Fragmento.

----

Si se quiere entender hasta qué punto la geografía es concluyente, es necesario remitirse a aquellos autores que creían que el mapa determina casi todo, y que el margen de maniobra para la acción humana es escaso. Así lo esbozaba es el historiador francés Fernand Braudel, que en 1949 publicó la magna obra El Mediterráneo y el Mundo Mediterráneo en la Época de Felipe II. Los acontecimientos políticos y las guerras nacionales están condicionados por fuerzas medioambientales. Para Braudel, por ejemplo, lo que espoleó las antiguas conquistas griegas y romanas fueron las sequías y el clima incierto de las tierras pobres situadas a lo largo del Mediterráneo. En otras palabras, nos engañamos al pensar que controlamos nuestros destinos. Para entender los desafíos que plantean el cambio climático, el calentamiento de las aguas del Ártico y la escasez de recursos como el petróleo y el agua, debemos recuperar la interpretación medioambiental de Braudel.

----

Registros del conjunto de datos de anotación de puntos
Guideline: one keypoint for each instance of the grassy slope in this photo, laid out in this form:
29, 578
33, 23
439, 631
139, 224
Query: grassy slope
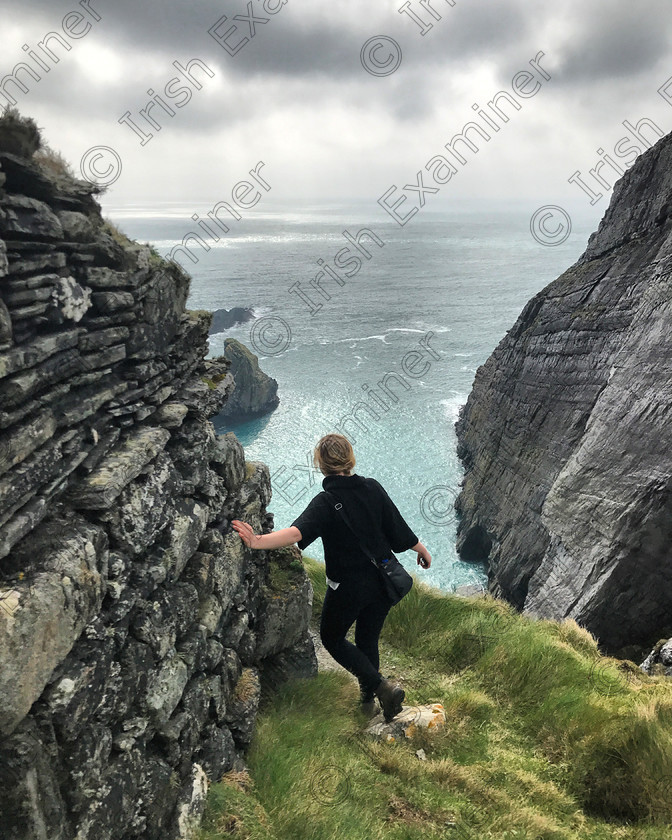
545, 739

----

Tus tareas.
1. Responde según el fragmento sobre geografía:
(a) ¿En qué año publicó Braudel su obra sobre el Mediterráneo?
(b) Según Braudel, ¿qué espoleó las antiguas conquistas griegas y romanas?
(c) ¿Qué dos recursos escasos se nombran al final?
2. Por favor, redacta la parte siguiente del fragmento sobre geografía, a partir de su última oración.
Los ítems no tienen ningún papel en esto.

Las respuestas.
1.
(a) En 1949.
(b) Las sequías y el clima incierto de las tierras pobres situadas a lo largo del Mediterráneo.
(c) El petróleo y el agua.

2.
El medio físico impone su cruel ley, la de el clima y los ciclos del suelo, la de las posibilidades de poseer acceso a los recursos minerales de manera que las sociedades humanas se ven impelidas a luchar contra este determinismo. La tecnología ayuda a superar estas barreras pero no lo es todo y el siglo XXI será el momento de Euroasia. En el pasado, un territorio escasamente poblado actuaba como mecanismo de seguridad. Sin embargo, ahora, a medida que va desapareciendo el espacio vacío, el propio «tamaño finito de la tierra» se convierte en una fuerza de inestabilidad. La demografía, los recursos y el desafío del cambio climático impondrán su cruel realidad a no ser que sepamos buscar soluciones adecuadas.